Natural language region descriptions:
┄┄┄┄┄┄┄┄┄┄┄┄┄┄┄┄┄┄┄┄
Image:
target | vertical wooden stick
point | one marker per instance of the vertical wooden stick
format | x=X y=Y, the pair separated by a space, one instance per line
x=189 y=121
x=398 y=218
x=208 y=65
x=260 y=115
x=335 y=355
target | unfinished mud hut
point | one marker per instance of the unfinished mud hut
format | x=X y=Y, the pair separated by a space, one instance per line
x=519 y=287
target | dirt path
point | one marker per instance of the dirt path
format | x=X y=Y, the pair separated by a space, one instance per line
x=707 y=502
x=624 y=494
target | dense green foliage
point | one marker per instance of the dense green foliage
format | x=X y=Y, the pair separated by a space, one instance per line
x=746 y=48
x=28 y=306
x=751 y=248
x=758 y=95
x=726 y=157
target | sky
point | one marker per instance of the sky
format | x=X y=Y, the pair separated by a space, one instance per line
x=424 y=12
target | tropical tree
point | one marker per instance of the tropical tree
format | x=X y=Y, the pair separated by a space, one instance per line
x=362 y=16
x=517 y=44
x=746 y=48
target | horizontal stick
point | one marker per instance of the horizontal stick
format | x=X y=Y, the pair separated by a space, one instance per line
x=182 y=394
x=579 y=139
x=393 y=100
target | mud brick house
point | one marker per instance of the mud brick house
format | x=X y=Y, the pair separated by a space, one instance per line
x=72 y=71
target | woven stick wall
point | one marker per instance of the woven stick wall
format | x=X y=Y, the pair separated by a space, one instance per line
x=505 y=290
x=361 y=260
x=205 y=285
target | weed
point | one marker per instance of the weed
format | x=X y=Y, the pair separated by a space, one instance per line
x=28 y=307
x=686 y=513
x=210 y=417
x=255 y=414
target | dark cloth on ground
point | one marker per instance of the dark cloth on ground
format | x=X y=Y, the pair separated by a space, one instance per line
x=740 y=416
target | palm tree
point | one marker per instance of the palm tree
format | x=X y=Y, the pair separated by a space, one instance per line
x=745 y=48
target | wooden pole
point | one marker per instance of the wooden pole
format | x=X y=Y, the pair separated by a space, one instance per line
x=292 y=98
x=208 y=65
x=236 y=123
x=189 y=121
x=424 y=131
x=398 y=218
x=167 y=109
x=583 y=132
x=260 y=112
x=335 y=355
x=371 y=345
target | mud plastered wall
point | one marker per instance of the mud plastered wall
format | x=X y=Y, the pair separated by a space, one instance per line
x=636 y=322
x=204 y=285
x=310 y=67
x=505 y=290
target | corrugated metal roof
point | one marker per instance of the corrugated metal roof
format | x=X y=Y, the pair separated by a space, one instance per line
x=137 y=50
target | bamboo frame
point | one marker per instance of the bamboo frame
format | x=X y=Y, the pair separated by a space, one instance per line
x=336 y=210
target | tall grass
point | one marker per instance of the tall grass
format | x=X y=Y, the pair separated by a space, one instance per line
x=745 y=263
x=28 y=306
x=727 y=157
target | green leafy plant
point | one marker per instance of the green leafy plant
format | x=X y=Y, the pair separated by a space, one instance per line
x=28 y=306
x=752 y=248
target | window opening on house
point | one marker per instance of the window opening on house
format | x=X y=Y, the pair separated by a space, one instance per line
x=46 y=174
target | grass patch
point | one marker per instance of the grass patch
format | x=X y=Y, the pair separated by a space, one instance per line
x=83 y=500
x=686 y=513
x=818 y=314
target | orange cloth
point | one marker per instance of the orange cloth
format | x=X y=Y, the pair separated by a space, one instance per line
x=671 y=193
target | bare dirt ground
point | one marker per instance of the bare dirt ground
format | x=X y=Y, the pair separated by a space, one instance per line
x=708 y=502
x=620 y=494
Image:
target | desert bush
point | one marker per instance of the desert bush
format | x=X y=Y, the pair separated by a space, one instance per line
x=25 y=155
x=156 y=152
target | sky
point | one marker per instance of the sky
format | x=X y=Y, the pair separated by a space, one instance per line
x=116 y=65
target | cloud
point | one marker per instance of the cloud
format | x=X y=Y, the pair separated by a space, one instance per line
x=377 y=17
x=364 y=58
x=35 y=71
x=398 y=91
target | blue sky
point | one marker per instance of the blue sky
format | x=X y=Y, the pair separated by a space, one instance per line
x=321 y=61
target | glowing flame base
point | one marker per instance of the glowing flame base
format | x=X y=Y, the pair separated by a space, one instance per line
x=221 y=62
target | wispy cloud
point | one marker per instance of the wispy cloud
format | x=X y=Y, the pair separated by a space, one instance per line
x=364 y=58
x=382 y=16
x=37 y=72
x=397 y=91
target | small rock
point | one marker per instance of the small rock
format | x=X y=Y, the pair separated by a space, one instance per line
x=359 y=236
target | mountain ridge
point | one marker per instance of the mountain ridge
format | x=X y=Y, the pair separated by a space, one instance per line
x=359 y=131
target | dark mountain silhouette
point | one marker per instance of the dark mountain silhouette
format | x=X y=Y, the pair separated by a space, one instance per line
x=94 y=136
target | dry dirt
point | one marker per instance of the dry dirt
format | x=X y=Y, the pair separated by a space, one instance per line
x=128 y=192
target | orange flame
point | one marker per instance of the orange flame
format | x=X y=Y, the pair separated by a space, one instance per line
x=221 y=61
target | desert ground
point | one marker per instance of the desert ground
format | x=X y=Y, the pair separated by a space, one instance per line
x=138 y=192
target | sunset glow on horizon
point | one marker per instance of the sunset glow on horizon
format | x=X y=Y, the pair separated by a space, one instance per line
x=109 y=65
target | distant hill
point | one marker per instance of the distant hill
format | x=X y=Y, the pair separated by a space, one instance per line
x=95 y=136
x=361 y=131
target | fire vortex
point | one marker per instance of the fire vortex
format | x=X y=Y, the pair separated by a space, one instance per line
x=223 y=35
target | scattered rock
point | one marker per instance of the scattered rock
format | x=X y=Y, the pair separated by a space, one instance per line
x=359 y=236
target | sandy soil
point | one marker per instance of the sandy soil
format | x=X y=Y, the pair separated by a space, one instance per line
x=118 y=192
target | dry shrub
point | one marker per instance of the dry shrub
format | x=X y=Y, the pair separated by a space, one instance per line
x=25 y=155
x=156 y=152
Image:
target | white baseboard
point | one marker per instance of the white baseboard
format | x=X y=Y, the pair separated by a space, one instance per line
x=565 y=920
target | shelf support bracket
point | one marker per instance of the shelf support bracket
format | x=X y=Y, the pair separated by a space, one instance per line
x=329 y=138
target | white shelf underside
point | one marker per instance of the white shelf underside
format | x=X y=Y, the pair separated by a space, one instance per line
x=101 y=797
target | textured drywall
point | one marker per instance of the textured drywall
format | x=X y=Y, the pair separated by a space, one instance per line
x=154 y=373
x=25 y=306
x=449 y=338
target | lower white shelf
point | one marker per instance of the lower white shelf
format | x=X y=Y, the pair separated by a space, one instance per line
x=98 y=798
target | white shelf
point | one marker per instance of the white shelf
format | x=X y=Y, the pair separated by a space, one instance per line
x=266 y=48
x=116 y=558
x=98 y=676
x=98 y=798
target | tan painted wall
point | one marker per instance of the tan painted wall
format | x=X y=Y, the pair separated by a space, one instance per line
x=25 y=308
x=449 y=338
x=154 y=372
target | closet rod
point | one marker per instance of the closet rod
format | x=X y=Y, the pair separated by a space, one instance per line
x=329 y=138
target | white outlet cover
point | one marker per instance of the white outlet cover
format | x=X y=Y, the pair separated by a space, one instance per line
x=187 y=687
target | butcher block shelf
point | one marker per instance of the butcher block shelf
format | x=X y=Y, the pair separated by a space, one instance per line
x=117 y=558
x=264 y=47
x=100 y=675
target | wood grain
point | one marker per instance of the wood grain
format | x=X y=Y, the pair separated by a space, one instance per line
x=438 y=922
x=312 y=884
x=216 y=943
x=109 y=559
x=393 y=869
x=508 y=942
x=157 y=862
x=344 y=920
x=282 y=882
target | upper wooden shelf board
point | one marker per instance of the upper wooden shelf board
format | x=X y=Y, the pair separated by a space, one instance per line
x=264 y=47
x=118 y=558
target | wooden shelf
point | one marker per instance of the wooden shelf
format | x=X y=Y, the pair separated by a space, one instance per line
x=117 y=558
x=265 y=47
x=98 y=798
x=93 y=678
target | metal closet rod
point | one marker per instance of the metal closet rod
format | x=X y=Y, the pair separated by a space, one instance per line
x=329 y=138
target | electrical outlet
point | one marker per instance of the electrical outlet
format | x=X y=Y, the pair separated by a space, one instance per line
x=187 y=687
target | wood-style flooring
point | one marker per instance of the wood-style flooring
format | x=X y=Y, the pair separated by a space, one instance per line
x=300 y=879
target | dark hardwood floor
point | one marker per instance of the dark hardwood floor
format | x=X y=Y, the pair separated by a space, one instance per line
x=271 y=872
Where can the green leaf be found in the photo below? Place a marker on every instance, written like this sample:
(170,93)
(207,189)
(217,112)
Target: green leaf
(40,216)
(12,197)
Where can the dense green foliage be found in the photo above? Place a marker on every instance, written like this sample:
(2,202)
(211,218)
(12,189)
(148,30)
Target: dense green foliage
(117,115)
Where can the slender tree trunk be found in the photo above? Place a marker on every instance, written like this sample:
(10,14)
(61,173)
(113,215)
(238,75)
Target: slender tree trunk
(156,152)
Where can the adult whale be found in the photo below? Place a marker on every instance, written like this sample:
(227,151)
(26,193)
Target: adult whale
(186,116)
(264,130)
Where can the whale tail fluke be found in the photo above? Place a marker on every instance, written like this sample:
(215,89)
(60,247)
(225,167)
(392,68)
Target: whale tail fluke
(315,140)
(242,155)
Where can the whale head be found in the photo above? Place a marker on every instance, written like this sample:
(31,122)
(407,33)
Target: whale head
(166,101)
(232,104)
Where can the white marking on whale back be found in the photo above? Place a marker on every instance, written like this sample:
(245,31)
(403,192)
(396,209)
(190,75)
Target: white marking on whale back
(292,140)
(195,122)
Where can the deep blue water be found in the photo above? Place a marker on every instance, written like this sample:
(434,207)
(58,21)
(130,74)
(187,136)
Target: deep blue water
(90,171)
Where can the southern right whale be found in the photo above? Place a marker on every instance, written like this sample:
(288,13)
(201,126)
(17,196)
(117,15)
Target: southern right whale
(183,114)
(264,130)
┄┄┄┄┄┄┄┄┄┄┄┄┄┄┄┄┄┄┄┄
Set every line down again exactly. Begin with the first line of the entries and finish with the line containing "point | one marker per instance of the dirt".

Image:
target | vertical wooden stick
point | one marker per instance of the vertical wooden stick
format | x=X y=Y, the pair separated by a space, one instance per line
x=189 y=121
x=398 y=218
x=208 y=65
x=260 y=115
x=335 y=355
target | unfinished mud hut
point | one marker per instance of the unfinished mud hut
format | x=X y=Y, the pair separated by a space, one instance per line
x=519 y=287
target | dirt path
point | one marker per instance of the dirt path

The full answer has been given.